Colonia, Schengen, bail-in … l’Europa appare sempre più in crisi. La crisi dei migranti è forse la peggiore minaccia al processo di integrazione europea. Ma anche l’entrata in vigore delle nuove regole sui fallimenti bancari, con il famigerato bail-in, rischia di dare un bel contributo alla dissoluzione dell’idea di un graduale cammino al termine del quale l’attuale sgangherata confederazione sfocerà in una federazione di Stati. Quello che colpisce non è solo l’inettitudine della classe dirigente europea ma anche la sempre più evidente incapacità delle elite della globalizzazione di capire cosa sta succedendo. Ed è preoccupante, perché significa che a Bruxelles, nelle Cancellerie o nei CdA delle grandi aziende non hanno la minima idea di come affrontare i problemi e risolverli. E questo mette a rischio le conquiste dell’Europa.
Prendiamo il caso dei migranti. Abbiamo dovuto ascoltare per mesi la storiella che l’afflusso massiccio di milioni di migranti avrebbe risolto i problemi di crescita e di invecchiamento dell’Europa. Fino a quando a dirlo è qualche economista universitario, magari anche con un Premio Nobel appeso alla parete, può anche andare bene. Potremmo considerarla una specie di provocazione intellettuale rispetto alla quale confrontarsi prima di definire l’azione politica. I modelli che applicano gli economisti moderni sono dei giocattolini matematici che servono solo per le pubblicazioni accademiche. C’è una bella funzione di produzione, con capitale e lavoro come input. Basta aumentare uno dei due fattori di produzione, in questo caso il lavoro, e aumenta il PIL. In questi modelli non c’è spazio per i mercati finanziari, figuriamoci se viene modellata la complessità dell’interazione sociale e dell’integrazione culturale. Il problema è quando la tecnocrazia e la politica ci credono. Una posizione tra l’altro comoda: se un fenomeno è “buono”, perché agire?
E’, invece, evidente a qualunque persona di buon senso che ci sono limiti alla capacità di assorbimento. Non si tratta di limiti geografici o di limiti alle risorse di prima accoglienza: con un decimo del nostro guardaroba e tutto il cibo che sprechiamo potremmo vestire e dar da mangiare a milioni di migranti. E il Continente europeo è sufficientemente esteso per accoglierli tutti. Il problema è l’integrazione, cioè le risorse necessarie per l’accoglienza di lungo periodo. Perché i migranti non vogliono vivere in un centro di accoglienza o dispersi nelle campagne. Sono esseri sociali come noi e come noi vogliono stare insieme e vivere tra di loro e con noi. Non vogliono vivere di carità o lavorare per un tozzo di pane, ma hanno aspettative. Aspettative forse inizialmente basse, ma che poi giustamente si alzano e diventano uguali a quelle degli autoctoni al più tardi alla seconda generazione.

■ Esercizio proposto A
Modifica le righe dell'elenco comprese tra quella che contiene "--target black and white patterned dress" e quella che contiene "156 158 L 158", entrambe incluse, mettendo "striped" al posto di "patterned" e lasciando tutto il resto invariato.
■ Esercizio proposto B
Prosegui il brano sulla crisi europea e sull'integrazione dei migranti a partire dalla sua ultima frase.
Il brano e l'elenco non hanno alcun legame tra loro.

■ Dati grezzi
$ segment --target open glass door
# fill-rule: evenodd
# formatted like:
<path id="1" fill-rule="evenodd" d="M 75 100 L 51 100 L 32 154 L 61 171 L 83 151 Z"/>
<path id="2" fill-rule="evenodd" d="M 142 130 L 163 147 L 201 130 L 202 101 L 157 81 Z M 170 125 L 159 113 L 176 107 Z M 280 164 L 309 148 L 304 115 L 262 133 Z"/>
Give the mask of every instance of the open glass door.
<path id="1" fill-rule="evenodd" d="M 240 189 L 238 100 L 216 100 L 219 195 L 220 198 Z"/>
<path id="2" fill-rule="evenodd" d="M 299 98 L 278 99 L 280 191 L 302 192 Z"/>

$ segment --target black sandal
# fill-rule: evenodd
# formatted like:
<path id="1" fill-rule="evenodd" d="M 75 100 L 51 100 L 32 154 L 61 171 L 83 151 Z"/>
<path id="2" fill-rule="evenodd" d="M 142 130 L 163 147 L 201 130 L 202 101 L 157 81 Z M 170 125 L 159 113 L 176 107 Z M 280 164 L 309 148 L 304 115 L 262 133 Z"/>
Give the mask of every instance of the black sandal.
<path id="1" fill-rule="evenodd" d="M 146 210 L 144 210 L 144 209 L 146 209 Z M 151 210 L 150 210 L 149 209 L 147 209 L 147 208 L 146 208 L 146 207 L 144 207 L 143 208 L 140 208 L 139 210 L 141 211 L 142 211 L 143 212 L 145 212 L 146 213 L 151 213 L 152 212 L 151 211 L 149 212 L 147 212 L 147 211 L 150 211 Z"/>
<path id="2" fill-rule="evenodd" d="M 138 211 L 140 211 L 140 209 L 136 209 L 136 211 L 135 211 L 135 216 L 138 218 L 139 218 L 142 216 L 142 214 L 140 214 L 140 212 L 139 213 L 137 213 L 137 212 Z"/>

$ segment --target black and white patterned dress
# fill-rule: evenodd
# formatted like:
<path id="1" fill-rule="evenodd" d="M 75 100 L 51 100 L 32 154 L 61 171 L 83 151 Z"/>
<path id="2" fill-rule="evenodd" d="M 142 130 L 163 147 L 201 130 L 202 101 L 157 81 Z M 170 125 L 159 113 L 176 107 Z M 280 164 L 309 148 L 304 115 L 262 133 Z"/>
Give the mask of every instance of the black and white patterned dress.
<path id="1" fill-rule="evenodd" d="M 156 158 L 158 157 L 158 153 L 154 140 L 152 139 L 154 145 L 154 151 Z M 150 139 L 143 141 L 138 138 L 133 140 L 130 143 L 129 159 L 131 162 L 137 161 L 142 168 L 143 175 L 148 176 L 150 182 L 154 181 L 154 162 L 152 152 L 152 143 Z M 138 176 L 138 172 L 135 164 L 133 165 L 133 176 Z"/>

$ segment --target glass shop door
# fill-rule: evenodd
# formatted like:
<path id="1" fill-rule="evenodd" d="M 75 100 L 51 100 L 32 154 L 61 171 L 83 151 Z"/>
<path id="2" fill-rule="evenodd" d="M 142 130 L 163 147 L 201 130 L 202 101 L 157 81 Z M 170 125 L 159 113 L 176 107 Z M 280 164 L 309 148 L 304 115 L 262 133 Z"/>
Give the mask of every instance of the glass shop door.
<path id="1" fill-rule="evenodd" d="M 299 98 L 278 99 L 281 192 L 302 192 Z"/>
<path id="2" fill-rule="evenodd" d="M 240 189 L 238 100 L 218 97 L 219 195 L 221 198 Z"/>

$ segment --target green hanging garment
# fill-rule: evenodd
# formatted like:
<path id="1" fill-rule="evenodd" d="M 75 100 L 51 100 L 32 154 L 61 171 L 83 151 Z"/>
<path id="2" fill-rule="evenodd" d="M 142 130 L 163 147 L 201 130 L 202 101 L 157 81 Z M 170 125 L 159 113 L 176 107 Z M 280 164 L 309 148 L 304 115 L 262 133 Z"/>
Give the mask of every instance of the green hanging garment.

■ Risposta al compito A
$ segment --target black and white striped dress
# fill-rule: evenodd
# formatted like:
<path id="1" fill-rule="evenodd" d="M 75 100 L 51 100 L 32 154 L 61 171 L 83 151 Z"/>
<path id="2" fill-rule="evenodd" d="M 142 130 L 163 147 L 201 130 L 202 101 L 157 81 Z M 170 125 L 159 113 L 176 107 Z M 280 164 L 309 148 L 304 115 L 262 133 Z"/>
Give the mask of every instance of the black and white striped dress.
<path id="1" fill-rule="evenodd" d="M 156 158 L 158 157 L 158 153 L 154 140 L 152 139 L 154 145 L 154 151 Z M 150 139 L 143 141 L 138 138 L 133 140 L 130 143 L 129 159 L 131 162 L 137 161 L 142 168 L 143 175 L 148 176 L 150 182 L 154 181 L 154 162 L 152 152 L 152 143 Z M 138 176 L 138 172 L 135 164 L 133 165 L 133 176 Z"/>

■ Risposta al compito B
Le risorse di natura economica, sociale e culturale assorbite da un processo di integrazione sono tanto maggiori quanto più è concentrato l’afflusso nel tempo e quanto più distanti sono le radici culturali dei migranti rispetto alla popolazione di accoglienza. In questo l’Europa non ha una propria specificità e sicuramente non è più ricca di un paese-continente come gli Stati Uniti, dove invece l’immigrazione è oggetto di Politiche con la P maiuscola. Il milione di rifugiati arrivati in Germania nel 2015 sarebbero un problema enorme anche se fossero tutte coppie di ingegneri elettronici, giovani e felicemente sposati con due figli.
Le critiche pesantissime della Commissione europea nei confronti della Grecia per la salvaguardia dei confini esterni della UE sono un tipico esempio di schizofrenia europea. Si chiede alla Grecia (e all’Italia) di presidiare i confini esterni della UE, ma non si ha il coraggio di specificare che questo significa lasciare morire i migranti in mare, rifiutando l’approdo o il salvataggio.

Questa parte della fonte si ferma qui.